§ **Source document**
If you are post-irony and just want something inordinately trendy and fabulous, Stephen Sprouse, at Marc Jacobs’ invitation, has defaced the classic Louis Vuitton monogram collection with his 80′s mirror writing. The Graffiti Collection will hit Vuitton stores in April. Fevered fashion freaks are already putting their dibs on the best pieces: the large keepall with silver graffiti ($765) and the hat box with khaki graffiti ($1,730). Carry your airline tickets in the pink-graffitied pochette accessoire ($290; 116 Greene Street, 274-9090).
Less overtly trendy, but trendy nonetheless, is their Capri collection. Richard Lambertson and John Truex (yes, he’s also design director for Hartmann) are two of the most anal-retentive people in fashion, and their Italian-made, detailed-to-buggery luggage and bag collection is a great favorite with the poorly potty-trained (you know who you are). Their Capri collection, however, is uncharacteristically oral. A symphony of Franco/Gallic aesthetics–Gina Lollobrigida meets Hermès–Capri bags are made from water and fade-resistant umbrella fabric ($350 and up at Bergdorf Goodman, 754 Fifth Avenue). Celeb schleppers: Sharon Stone, Julianne Moore and Benicio Del Toro, all of whom can be a bit naff sometimes.

Region pointing data:
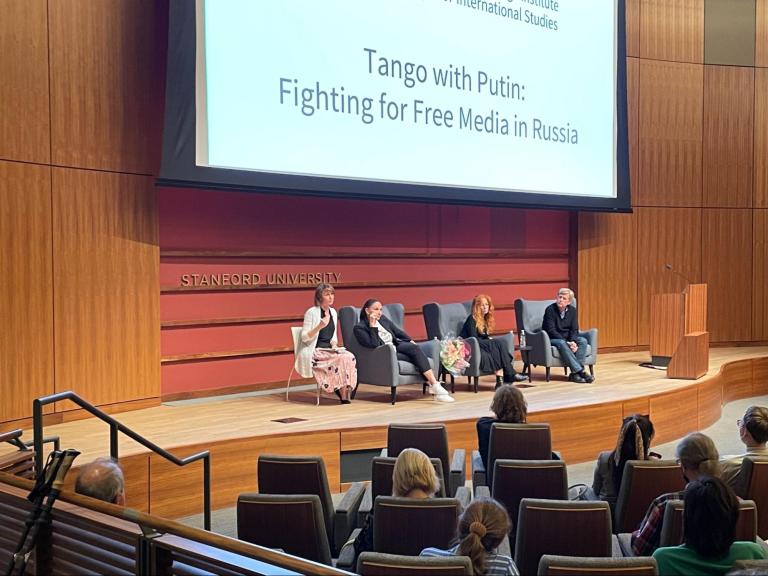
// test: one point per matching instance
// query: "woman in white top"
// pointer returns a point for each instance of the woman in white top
(334, 368)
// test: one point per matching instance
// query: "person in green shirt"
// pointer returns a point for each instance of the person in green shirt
(709, 520)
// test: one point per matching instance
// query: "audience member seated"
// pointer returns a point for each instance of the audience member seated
(710, 515)
(481, 528)
(334, 369)
(102, 479)
(375, 330)
(509, 406)
(562, 324)
(633, 443)
(494, 354)
(414, 475)
(753, 431)
(698, 457)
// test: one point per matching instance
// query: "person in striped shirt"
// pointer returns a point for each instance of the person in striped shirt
(482, 527)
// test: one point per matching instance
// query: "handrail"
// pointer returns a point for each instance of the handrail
(165, 526)
(114, 428)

§ **Activity list**
1. List the celebrities the designer luggage piece names as carrying Capri bags.
2. Carry on the designer luggage piece, starting right after its final sentence.

§ **Task results**
1. Sharon Stone, Julianne Moore, Benicio Del Toro

2.
During the winter, the steam heat of your apartment can turn your regular moisturizer into a cheesy bacteria ranch. Switch to oils. A massage therapist recently told me that “essential oils will release neuro-receptors through olfaction.” This kind of pseudo-scientific babble is now as common in the massage rooms of New York as an Enya Greatest Hits cassette. Don’t bother refuting it; instead, encourage your masseur to slather on more oil, especially if it’s Weleda.
Founded in 1921 by Rudolf Steiner (that educator and visionary who hated corners on furniture), Weleda is named after “the ancient tradition of Celtic women healers.” (Don’t you love a brochure?) During the winter, I use gallons of the Iris face oil (two ounces for $15) and the Rosemary hair oil (two ounces for $12 at Bigelow Chemists, Calypso, Prema Nolita and the Heaven Day Spa at the Manning Institute, 47 West Street, ninth floor, 422-7604, where Weleda treatments are available exclusively).
Thanks to Weleda, my skin is no longer as dry as a blank’s blank. E-mail a simile to me at email@example.com. If yours is the winner, you’ll receive a gift box of Weleda products. The winning simile may or may not be published, contingent on offensiveness.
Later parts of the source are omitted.